=== Section Start ===
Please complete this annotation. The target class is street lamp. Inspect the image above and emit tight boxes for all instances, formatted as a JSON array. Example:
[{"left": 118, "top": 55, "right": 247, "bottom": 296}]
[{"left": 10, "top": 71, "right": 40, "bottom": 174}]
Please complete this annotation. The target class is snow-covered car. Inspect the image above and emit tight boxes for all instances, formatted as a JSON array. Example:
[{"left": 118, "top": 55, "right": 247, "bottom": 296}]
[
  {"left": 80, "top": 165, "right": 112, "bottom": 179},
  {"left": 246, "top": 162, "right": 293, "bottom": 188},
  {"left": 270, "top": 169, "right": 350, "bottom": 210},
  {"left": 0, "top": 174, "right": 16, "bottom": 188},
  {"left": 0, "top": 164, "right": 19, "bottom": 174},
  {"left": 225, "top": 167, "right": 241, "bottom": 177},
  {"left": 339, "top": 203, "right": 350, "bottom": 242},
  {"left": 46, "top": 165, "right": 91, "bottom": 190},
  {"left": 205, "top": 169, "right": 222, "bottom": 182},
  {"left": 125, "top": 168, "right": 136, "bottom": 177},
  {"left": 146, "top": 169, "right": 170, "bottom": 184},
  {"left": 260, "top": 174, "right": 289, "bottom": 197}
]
=== Section End ===
# Exercise prompt
Everything from the first line of the records through the line holding "class is snow-covered" is to be transcribed exactly; leave out all other lines.

# Solution for this task
Please complete this annotation. The target class is street lamp. Inspect the image above and emit tight boxes for all instances, formatted as a JSON array. Example:
[{"left": 118, "top": 55, "right": 247, "bottom": 296}]
[{"left": 10, "top": 71, "right": 40, "bottom": 174}]
Please complete this annotation. The target class is snow-covered car. Inspect the image above and emit tight boxes for all instances, formatted as a JSON array. Example:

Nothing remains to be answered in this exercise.